Set of tasks -
(a) In the forum post, what was wrong with Lily when she woke up?
(b) Edit the forum post from "This morning she" up to and including "on my shoulder.", replacing "vets" with "animal clinic".
(c) Does the forum post support each statement? (i) The vet's office was so crowded that they waited outside. (ii) The man who approached said he liked rats. (iii) This was Lily's first trip to the vet with the poster.
>> Begin Document passage
# Ambassador to all Rat Kind!



## ration1802 (Sep 25, 2007)

Well, I just wanted to say how proud I was of one of my little girls, Lily.

This morning she woke up with a really wet sounding crackly chest, so, as today is my last day on holiday from work, I decided to take a morning trip to the vets. It was PACKED so we stood outside (it was warm in the sunshine) with Lily being a very good girl sleeping on my shoulder.

(It was, by the way, the first trip to the vet that she's had with me, even *I* was impressed)

Anyway, firstly, she made a huge impression on the two vetinary nurses who were working this morning, climbing all over them giving kisses and getting a lot of 'You're my favourite rat' remarks!

Next, while standing outside, this man comes up to me and asks me why she's not running away (She's just laying on my shoulder). I, of course, explain that she doesn't run away because she doesn't WANT to run away, rats are very tame etc etc etc. And he then says he's absolutely petrified of rats. Needless to say, at that, Lily pokes her head up and gives an adorable air-sniff which prompts this guy to give her a stroke. 2 minutes later, he was holding her in his hands THEN allowing her on his shoulder! He was laughing and really seemed to be enjoying it. (Of course, I did ask if he wanted to hold her first etc etc)
>> End Document passage
>> Begin Dataset excerpts
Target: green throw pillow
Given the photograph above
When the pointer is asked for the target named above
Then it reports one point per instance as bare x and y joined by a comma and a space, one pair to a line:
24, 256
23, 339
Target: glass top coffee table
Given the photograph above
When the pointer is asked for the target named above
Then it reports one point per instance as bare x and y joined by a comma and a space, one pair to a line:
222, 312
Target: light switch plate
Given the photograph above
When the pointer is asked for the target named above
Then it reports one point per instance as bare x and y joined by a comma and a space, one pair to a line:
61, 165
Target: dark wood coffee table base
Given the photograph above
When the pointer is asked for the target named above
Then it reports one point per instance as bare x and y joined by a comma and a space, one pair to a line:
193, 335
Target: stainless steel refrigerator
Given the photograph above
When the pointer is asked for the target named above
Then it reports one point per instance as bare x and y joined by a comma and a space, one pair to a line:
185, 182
>> End Dataset excerpts
>> Begin Dataset excerpts
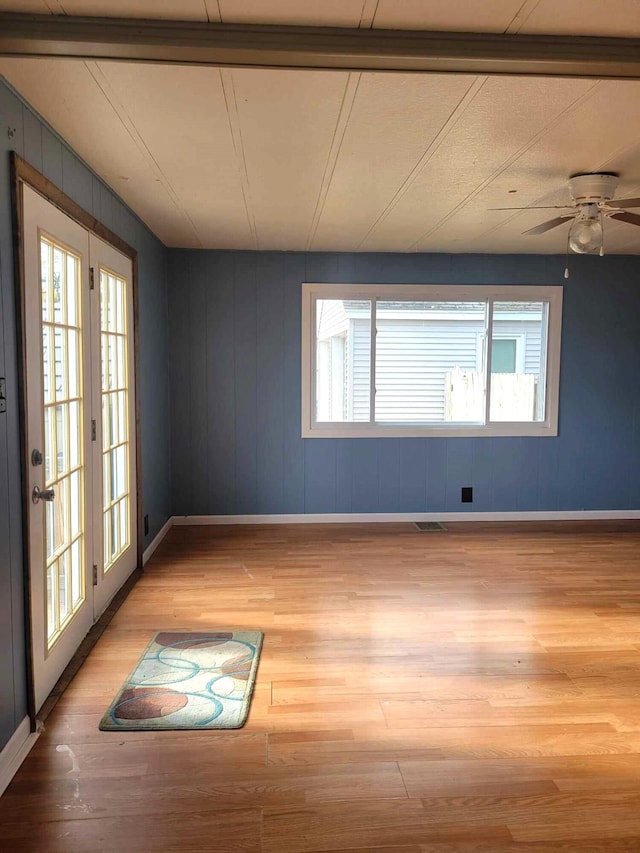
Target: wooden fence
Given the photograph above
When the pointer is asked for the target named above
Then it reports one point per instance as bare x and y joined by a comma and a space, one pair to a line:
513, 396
>> End Dataset excerpts
Responses to the exercise -
(a) She had a really wet-sounding, crackly chest.

(b)
This morning she woke up with a really wet sounding crackly chest, so, as today is my last day on holiday from work, I decided to take a morning trip to the animal clinic. It was PACKED so we stood outside (it was warm in the sunshine) with Lily being a very good girl sleeping on my shoulder.

(c)
(i) Yes: "It was PACKED so we stood outside"
(ii) No: "he's absolutely petrified of rats"
(iii) Yes: "the first trip to the vet that she's had with me"